-- Text section follows --
OGDEN -- With the press of a button on a macabre remote control, the high-tech mannequin in the chair begins coughing, moaning and retching.
"That's it. You're on," said Jeff Grunow, nodding at a dental hygiene student standing next to the chair.
"Mr. Sims, are you OK?" Denver Allen leans the chair back. "Mr. Sims?"
Suddenly the dental office comes to life.
The students in Weber State University's dental hygiene program are part of a simulation designed to help students from all of the health services departments work together.
And their patient is dying.
The ambulance is called. A defibrillator is attached to his chest. Someone begins compressions. But the patient is still unresponsive.
As an ambulances passes the window, a radio crackles to life. "Weber 1 on scene."
Paramedics swarm the room. Jesse Saez digs in his bag for an IV.
The room is silent except for pop music playing softly in the background -- a bizarre soundtrack to the dance the paramedics do around the patient, moving quickly around each other to insert needles, pump his chest and find his vital signs.
Mr. Sims is rushed to a waiting ambulance and enters the emergency room with a paramedic crouched over him on the gurney like a gargoyle doing CPR.
-- Text section concluded --
-- Data extract follows --
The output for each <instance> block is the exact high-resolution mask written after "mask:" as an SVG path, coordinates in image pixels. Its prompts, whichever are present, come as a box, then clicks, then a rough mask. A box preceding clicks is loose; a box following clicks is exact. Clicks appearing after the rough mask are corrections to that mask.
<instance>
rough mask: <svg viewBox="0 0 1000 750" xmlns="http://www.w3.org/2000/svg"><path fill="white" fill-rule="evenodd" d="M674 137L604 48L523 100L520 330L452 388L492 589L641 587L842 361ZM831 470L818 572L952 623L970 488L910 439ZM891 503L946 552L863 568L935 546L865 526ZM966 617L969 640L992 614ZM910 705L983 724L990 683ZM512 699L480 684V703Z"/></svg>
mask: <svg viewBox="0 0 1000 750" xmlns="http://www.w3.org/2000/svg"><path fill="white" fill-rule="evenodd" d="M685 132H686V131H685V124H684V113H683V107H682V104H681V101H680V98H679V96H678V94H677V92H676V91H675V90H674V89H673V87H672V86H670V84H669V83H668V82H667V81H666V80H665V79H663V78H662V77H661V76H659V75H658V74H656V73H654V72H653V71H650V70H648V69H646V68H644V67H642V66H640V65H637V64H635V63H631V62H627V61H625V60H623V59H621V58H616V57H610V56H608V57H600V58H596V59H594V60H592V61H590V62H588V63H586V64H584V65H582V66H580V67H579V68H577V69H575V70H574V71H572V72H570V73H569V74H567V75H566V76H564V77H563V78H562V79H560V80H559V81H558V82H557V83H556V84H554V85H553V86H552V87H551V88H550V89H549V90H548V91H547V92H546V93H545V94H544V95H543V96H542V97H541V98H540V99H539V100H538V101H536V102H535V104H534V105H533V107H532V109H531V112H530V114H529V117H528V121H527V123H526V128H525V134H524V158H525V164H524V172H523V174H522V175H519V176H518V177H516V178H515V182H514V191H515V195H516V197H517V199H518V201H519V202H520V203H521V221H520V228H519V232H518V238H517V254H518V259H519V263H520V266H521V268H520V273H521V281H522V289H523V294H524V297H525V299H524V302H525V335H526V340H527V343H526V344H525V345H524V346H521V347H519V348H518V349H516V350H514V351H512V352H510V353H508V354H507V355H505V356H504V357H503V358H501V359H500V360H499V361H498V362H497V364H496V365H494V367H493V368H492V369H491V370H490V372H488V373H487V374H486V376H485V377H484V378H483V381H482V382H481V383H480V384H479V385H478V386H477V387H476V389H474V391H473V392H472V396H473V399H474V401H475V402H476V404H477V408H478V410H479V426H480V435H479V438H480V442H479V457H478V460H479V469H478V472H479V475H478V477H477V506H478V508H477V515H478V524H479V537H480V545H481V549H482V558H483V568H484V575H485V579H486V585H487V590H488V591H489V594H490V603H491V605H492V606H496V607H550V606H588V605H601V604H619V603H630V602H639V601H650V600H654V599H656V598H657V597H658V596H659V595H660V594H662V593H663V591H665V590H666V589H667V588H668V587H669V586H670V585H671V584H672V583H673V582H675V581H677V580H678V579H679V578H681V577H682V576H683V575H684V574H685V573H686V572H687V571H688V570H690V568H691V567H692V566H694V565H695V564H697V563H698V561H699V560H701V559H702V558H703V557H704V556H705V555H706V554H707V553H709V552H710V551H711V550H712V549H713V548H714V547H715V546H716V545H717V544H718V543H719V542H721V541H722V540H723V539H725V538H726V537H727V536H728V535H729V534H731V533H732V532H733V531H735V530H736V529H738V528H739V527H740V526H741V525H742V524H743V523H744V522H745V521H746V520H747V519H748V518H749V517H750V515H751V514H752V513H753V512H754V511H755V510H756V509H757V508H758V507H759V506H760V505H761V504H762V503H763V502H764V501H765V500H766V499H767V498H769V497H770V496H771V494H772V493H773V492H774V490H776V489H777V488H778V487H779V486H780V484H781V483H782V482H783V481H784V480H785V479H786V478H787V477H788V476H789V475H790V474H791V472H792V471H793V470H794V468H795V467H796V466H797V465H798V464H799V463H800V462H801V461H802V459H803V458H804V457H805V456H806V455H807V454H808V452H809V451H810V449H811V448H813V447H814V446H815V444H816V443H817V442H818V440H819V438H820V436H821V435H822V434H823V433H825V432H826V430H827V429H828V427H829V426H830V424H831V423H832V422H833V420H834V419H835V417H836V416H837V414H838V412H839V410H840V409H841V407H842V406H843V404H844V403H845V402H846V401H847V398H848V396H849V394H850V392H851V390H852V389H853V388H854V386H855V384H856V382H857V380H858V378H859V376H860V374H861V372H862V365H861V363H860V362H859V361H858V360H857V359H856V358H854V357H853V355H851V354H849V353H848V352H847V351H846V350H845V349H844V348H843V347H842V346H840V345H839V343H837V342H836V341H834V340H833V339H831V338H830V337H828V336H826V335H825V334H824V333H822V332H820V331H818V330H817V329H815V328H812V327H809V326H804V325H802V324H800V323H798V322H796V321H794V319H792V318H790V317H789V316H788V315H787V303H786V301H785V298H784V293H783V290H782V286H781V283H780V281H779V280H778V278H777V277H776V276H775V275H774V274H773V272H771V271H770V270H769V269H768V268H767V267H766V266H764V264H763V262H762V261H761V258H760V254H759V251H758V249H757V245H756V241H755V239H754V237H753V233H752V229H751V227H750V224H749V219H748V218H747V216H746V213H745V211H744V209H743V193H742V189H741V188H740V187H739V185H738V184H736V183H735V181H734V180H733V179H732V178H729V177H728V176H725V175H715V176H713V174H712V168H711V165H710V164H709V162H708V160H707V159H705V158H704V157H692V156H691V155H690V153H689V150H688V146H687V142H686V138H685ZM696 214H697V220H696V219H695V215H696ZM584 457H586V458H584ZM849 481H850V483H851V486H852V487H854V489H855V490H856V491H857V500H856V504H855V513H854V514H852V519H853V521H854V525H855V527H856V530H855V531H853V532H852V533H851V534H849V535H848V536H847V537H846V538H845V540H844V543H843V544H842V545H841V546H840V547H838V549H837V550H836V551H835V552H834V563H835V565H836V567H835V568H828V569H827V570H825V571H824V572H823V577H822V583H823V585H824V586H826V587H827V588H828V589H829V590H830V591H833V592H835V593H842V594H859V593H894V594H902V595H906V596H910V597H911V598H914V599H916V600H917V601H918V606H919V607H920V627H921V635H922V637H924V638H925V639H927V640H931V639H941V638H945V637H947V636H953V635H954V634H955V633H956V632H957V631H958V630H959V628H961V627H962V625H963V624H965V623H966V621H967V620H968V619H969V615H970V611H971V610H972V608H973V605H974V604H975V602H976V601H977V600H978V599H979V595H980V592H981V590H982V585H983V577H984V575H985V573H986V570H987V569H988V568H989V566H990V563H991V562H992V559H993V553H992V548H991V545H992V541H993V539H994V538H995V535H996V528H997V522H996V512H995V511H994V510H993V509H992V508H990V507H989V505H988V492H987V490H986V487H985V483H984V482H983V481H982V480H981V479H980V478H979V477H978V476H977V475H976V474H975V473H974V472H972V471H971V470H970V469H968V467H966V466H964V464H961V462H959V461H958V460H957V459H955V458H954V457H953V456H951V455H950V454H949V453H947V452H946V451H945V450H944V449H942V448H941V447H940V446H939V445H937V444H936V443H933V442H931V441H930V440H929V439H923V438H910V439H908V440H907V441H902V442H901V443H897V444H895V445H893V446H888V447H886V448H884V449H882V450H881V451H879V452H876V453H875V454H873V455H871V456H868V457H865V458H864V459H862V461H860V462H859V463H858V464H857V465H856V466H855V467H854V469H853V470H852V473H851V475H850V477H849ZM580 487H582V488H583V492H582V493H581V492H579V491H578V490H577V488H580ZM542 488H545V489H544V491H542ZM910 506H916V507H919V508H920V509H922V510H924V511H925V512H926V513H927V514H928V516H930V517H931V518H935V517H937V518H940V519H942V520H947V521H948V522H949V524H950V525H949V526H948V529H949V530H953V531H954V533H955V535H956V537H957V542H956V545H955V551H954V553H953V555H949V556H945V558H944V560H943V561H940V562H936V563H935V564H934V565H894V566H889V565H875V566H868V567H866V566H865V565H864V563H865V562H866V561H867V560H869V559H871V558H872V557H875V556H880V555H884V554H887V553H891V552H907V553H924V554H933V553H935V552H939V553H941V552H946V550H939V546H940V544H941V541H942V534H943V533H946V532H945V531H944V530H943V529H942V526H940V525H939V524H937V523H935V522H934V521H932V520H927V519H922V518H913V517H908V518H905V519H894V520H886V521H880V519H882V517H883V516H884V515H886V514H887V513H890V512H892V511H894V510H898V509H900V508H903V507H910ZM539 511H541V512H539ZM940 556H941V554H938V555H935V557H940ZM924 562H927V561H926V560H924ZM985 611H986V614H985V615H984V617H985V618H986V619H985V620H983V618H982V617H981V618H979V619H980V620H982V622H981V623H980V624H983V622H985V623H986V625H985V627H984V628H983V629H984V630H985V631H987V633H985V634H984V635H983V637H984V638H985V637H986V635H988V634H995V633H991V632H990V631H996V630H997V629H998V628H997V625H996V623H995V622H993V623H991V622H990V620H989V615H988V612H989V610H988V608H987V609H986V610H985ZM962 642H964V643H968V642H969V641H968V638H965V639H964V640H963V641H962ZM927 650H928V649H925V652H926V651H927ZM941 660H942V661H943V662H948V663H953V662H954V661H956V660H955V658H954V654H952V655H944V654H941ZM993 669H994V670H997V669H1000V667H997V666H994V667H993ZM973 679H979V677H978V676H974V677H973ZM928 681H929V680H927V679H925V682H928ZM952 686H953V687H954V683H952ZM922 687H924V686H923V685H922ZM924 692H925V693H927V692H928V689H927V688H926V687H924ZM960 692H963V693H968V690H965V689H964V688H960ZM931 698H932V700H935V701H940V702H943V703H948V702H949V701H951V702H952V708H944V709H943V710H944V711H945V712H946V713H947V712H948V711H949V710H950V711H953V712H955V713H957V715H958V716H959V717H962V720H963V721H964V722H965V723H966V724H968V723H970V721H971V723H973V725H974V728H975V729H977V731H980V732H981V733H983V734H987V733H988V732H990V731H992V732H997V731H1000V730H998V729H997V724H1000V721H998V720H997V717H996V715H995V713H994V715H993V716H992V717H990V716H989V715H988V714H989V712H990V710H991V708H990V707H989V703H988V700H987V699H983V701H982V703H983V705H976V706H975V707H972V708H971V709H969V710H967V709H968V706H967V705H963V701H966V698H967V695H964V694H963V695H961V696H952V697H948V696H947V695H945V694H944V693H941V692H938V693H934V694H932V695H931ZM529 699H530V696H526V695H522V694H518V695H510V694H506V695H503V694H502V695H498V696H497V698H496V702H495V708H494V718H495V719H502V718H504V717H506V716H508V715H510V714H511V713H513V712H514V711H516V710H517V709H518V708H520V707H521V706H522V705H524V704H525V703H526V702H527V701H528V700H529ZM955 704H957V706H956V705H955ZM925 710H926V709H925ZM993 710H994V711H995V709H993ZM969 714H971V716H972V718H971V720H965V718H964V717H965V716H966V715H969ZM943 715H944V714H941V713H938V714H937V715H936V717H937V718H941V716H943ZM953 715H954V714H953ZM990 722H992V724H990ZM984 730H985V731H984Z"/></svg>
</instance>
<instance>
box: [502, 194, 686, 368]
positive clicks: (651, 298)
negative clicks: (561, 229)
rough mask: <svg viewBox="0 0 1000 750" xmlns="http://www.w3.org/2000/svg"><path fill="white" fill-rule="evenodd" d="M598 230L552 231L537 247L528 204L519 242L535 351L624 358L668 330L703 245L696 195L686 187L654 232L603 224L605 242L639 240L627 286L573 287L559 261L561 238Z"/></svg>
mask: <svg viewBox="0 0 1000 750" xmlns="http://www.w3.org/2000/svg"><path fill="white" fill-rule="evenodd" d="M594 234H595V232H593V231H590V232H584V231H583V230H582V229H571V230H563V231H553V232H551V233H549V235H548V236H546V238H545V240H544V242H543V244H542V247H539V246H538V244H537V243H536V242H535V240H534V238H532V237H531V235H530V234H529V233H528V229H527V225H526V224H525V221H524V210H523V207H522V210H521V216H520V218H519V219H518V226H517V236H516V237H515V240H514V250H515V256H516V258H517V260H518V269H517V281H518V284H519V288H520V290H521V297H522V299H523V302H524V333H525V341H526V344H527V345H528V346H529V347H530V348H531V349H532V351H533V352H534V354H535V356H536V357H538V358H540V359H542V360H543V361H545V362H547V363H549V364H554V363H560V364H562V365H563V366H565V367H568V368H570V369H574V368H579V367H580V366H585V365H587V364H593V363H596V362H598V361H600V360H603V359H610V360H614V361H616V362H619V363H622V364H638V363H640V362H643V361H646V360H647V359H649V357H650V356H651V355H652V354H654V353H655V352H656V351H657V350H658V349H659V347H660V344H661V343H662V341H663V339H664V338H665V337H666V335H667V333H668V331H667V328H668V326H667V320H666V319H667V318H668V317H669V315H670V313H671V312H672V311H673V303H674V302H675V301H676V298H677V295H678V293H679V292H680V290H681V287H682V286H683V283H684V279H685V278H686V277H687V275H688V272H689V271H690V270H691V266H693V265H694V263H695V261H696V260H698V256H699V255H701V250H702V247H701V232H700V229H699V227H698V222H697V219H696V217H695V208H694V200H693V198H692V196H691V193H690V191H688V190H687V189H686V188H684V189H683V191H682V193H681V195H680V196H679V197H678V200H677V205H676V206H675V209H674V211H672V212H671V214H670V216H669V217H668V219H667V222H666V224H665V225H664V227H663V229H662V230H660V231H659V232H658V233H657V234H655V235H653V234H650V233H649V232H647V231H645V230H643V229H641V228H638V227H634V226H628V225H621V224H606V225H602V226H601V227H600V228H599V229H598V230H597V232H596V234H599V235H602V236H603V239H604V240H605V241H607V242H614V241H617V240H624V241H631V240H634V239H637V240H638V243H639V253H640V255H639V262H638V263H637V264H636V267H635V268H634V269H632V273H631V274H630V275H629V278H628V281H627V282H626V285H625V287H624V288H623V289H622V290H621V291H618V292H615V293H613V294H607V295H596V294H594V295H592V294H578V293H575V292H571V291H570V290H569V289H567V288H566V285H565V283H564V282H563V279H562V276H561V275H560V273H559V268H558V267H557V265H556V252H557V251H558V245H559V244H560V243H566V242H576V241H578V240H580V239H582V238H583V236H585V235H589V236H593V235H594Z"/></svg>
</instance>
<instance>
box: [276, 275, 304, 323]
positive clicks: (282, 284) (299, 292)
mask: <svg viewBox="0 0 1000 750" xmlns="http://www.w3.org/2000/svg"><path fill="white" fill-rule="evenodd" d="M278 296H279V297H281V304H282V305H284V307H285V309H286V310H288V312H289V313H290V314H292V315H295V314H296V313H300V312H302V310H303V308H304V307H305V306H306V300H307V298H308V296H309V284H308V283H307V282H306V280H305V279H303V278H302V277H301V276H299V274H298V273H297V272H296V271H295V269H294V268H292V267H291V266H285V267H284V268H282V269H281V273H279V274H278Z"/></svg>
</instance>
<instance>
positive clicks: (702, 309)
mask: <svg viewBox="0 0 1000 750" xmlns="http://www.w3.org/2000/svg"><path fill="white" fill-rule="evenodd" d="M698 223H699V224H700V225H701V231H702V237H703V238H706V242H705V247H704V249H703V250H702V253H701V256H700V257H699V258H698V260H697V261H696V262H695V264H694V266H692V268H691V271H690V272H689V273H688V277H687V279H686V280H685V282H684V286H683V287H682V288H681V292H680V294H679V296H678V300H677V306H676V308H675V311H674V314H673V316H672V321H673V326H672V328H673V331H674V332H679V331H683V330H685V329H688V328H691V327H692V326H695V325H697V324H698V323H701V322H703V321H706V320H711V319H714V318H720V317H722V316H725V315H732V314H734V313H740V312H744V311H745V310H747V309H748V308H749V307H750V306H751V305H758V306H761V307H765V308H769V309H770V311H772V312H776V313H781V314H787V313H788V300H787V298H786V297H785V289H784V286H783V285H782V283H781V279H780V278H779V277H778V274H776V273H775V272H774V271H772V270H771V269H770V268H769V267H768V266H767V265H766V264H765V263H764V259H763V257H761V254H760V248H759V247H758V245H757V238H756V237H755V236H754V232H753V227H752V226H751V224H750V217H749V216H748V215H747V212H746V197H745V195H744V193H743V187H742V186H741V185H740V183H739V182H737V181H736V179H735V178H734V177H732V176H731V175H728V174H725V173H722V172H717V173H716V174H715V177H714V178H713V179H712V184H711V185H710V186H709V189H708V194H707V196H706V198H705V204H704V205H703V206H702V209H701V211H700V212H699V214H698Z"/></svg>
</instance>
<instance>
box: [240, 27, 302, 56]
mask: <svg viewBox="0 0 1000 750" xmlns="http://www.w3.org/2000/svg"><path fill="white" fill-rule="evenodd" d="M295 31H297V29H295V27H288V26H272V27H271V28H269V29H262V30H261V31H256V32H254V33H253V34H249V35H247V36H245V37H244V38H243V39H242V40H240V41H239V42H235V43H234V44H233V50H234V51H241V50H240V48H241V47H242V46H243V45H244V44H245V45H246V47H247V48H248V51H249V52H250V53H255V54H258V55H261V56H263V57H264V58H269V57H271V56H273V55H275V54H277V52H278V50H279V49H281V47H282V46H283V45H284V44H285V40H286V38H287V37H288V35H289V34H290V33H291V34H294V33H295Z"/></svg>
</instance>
-- Data extract concluded --
Required tasks >>
1 – Please echo the passage of the simulation article from "Paramedics swarm the" up to and including "gargoyle doing CPR.".
2 – Answer these questions from the simulation article:
(a) Who leans the chair back?
(b) What words come over the radio?
(c) What does Jesse Saez dig in his bag for?

Responses to the tasks >>
1 –
Paramedics swarm the room. Jesse Saez digs in his bag for an IV.
The room is silent except for pop music playing softly in the background -- a bizarre soundtrack to the dance the paramedics do around the patient, moving quickly around each other to insert needles, pump his chest and find his vital signs.
Mr. Sims is rushed to a waiting ambulance and enters the emergency room with a paramedic crouched over him on the gurney like a gargoyle doing CPR.

2 –
(a) Denver Allen
(b) "Weber 1 on scene."
(c) An IV